### THE DATA
⁂
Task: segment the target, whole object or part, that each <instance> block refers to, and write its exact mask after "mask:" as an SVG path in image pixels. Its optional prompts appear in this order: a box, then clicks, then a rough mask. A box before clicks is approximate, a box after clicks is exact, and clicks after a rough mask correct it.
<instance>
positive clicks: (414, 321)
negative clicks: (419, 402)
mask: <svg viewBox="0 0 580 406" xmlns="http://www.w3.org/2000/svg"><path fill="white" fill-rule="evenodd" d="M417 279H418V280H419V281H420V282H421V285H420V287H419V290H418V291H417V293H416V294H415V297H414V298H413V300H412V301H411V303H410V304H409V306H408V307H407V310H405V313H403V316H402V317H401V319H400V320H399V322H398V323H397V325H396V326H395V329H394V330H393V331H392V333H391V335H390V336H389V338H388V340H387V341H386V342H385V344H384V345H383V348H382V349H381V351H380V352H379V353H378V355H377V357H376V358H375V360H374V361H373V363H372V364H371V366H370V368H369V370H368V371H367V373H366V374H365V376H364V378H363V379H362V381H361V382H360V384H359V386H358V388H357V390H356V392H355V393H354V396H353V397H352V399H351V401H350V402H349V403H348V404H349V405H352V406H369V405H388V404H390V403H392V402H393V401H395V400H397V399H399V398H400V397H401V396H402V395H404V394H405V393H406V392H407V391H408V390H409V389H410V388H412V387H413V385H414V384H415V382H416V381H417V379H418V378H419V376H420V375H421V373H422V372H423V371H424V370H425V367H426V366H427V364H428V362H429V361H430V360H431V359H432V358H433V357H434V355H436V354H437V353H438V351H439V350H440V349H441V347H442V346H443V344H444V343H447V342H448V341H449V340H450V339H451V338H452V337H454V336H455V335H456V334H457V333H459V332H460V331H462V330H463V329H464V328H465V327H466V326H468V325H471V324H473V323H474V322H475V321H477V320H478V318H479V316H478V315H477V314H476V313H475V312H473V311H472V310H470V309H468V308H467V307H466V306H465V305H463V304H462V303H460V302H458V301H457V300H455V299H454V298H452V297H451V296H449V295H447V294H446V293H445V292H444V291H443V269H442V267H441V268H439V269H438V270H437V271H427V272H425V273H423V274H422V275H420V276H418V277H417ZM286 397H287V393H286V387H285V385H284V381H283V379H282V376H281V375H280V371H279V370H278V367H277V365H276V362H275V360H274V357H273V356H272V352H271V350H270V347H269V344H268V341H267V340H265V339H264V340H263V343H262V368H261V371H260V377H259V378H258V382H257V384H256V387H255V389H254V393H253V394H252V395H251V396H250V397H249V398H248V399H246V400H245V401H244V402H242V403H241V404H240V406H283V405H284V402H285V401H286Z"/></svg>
⁂
### TASK BRIEF
Lay out all of the data above as a two-column CSV with the header columns "request" and "answer". Give one row per request, with its text and its answer each enclosed in a single quoted field and every line break replaced by a space.

### ANSWER FOR THIS EXERCISE
request,answer
"Task: segment the target, whole object or part, that each <instance> block refers to, and write its exact mask after ""mask:"" as an SVG path in image pixels. Its optional prompts appear in this order: a box, then clicks, then a rough mask. A box before clicks is approximate, a box after clicks is exact, and clicks after a rough mask correct it. <instance> positive clicks: (414, 321) negative clicks: (419, 402)","mask: <svg viewBox=""0 0 580 406"" xmlns=""http://www.w3.org/2000/svg""><path fill=""white"" fill-rule=""evenodd"" d=""M417 279H418V280H419V281H420V282H421V285H420V287H419V290H418V291H417V293H416V294H415V297H414V298H413V300H412V301H411V303H410V304H409V306H408V307H407V310H405V313H403V316H402V317H401V319H400V320H399V322H398V323H397V325H396V326H395V329H394V330H393V331H392V333H391V335H390V336H389V338H388V340H387V341H386V342H385V344H384V345H383V348H382V349H381V351H380V352H379V353H378V355H377V357H376V358H375V360H374V361H373V363H372V364H371V366H370V368H369V370H368V371H367V373H366V374H365V376H364V378H363V379H362V381H361V382H360V384H359V386H358V388H357V390H356V392H355V393H354V396H353V397H352V399H351V401H350V402H349V403H348V404H349V405H352V406H369V405H388V404H390V403H392V402H393V401H395V400H397V399H399V398H400V397H401V396H402V395H404V394H405V393H406V392H407V391H408V390H409V389H410V388H412V387H413V385H414V384H415V382H416V381H417V379H418V378H419V376H420V375H421V373H422V372H423V371H424V370H425V367H426V366H427V364H428V362H429V361H430V360H431V359H432V358H433V357H434V355H436V354H437V353H438V351H439V350H440V349H441V347H442V346H443V344H444V343H447V342H448V341H449V340H450V339H451V338H452V337H454V336H455V335H456V334H457V333H459V332H460V331H462V330H463V329H464V328H465V327H466V326H468V325H471V324H473V323H474V322H475V321H477V320H478V318H479V316H478V315H477V314H476V313H475V312H473V311H472V310H470V309H468V308H467V307H466V306H465V305H463V304H462V303H460V302H458V301H457V300H455V299H454V298H452V297H451V296H449V295H447V294H446V293H445V292H444V291H443V269H442V267H441V268H439V269H438V270H437V271H427V272H425V273H423V274H422V275H420V276H418V277H417ZM286 397H287V393H286V387H285V385H284V381H283V379H282V376H281V375H280V371H279V370H278V367H277V365H276V362H275V360H274V357H273V356H272V352H271V350H270V347H269V344H268V341H267V340H265V339H264V340H263V343H262V368H261V371H260V377H259V378H258V382H257V384H256V387H255V389H254V393H253V394H252V395H251V396H250V397H249V398H248V399H246V400H245V401H244V402H242V403H241V404H240V406H283V405H284V402H285V401H286Z""/></svg>"